A HOTEL GETS planning permission to build a twenty-bedroom extension.

 

But it’s on a small site surrounded on all sides by other buildings, with the only access through a narrow archway. Space is so tight that there’s little room to dig the foundations.

 

The neighbours, who originally objected to the application aren’t disposed to being co-operative, and there are various legal issues. And there is a deadline to get the project completed.

 

It sounds like one of those lateral thinking management training exercises, but this was a real-life scenario facing chartered building surveyors Whitefox. “A nightmare project fraught with problems,” says founder and MD Darren Frias-Robles, who managed to come up with a solution by thinking outside the box, after even considering “crazy” ideas like delivering prefabricated pods by helicopter.

 

“If the neighbours had wanted to stop the project they could have done, so we decided to involve them in the process. We negotiated with them to build a crane on their land and then we delivered flat-packed buildings and put the panels together on site. And we solved the problem with the foundations by using a system which gets around space issues by driving lengths of aluminium pile into the ground and then joining them together to form a single pile to the required depth.”

 

The upshot was an extension built on time, mollified neighbours and happy clients.

To be distinctive, every firm needs to be known for something, and it’s challenging projects like this that Frias-Robles has made his niche since the early days of Whitefox. He started the business in 1995, having worked as technical director for a property development company

and before that as a consultant for a surveying firm. Those roles gave him a valuable mix of experience of both consultancy, with its focus on legal and construction and processes, and client side, with all the commercial work, deals and negotiation.

Darren Frias-Robles

When he decided to set up on his own as a consultant, joined by his architect father, they focused initially on residential property. But when that market slowed down, so did the workflow. “It was as though some unseen hand was slowly turning had turned the tap off,” Frias-Robles recalls. “There was lots of competition for what little work there was, and I

realised we needed to look seriously at what our unique selling proposition was and focus on that.”

 

The answer was to move away from conventional residential surveying – volume work where margins were tight and cheap competition abounded – and into the low-volume, high-margin work which constitute the difficult projects that other surveyors would shy away from.

 

“These were projects that had the potential to go badly wrong, and for us to be sued if they did,” says Frias-Robles. “But as a result, we managed to get some very good clients who lacked those skills in house – organisations like the Ministry of Defence and the Ministry of Justice – and the business just took off.” That niche of “difficult” projects is actually a good place to be in terms of job satisfaction, he says. “Clients respect us as we achieve results and add value so they are happy to pay our fees; and we get work from outside the area we would have been confined to if we were doing mainstream work, as there’s not so much competition.”

* * * * *

* TASK
Can you reproduce, word for word, the part of the Whitefox article between "The upshot was" and "deals and negotiation.", inclusive?

* RAW DATA

* * * * *

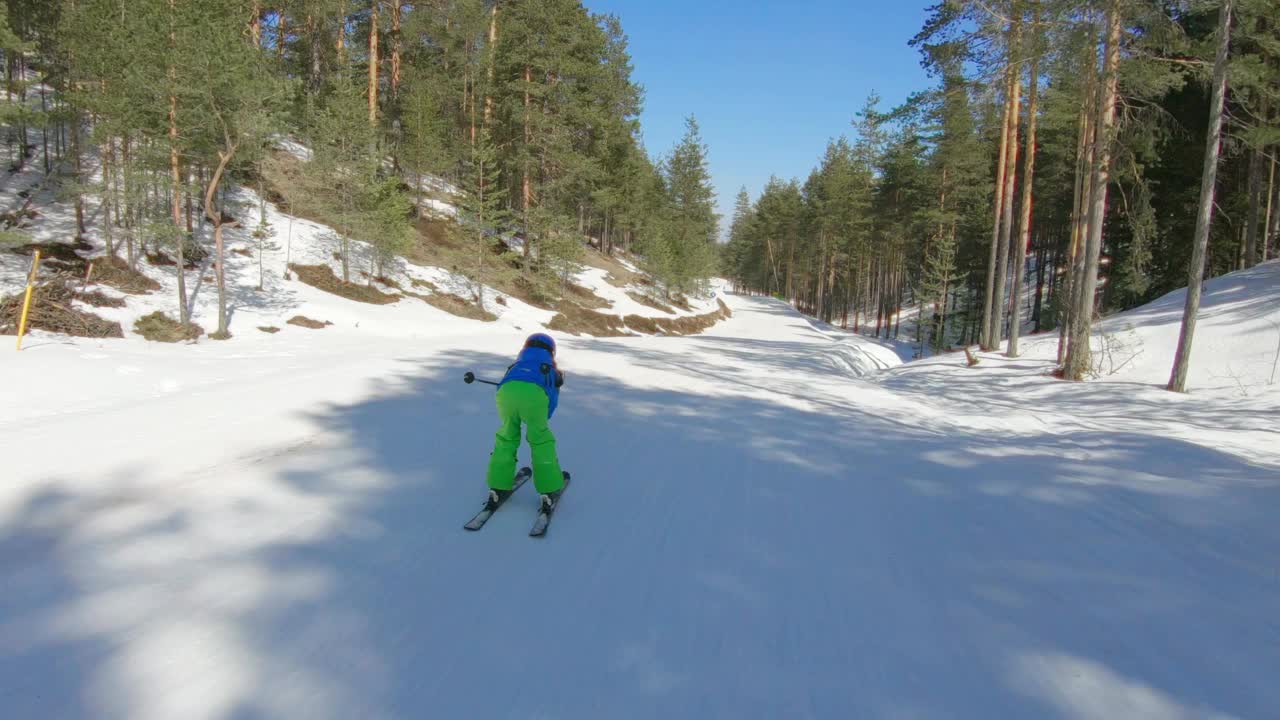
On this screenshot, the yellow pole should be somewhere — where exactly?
[18,250,40,350]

* * * * *

* FULL SOLUTION
The upshot was an extension built on time, mollified neighbours and happy clients.

To be distinctive, every firm needs to be known for something, and it’s challenging projects like this that Frias-Robles has made his niche since the early days of Whitefox. He started the business in 1995, having worked as technical director for a property development company

and before that as a consultant for a surveying firm. Those roles gave him a valuable mix of experience of both consultancy, with its focus on legal and construction and processes, and client side, with all the commercial work, deals and negotiation.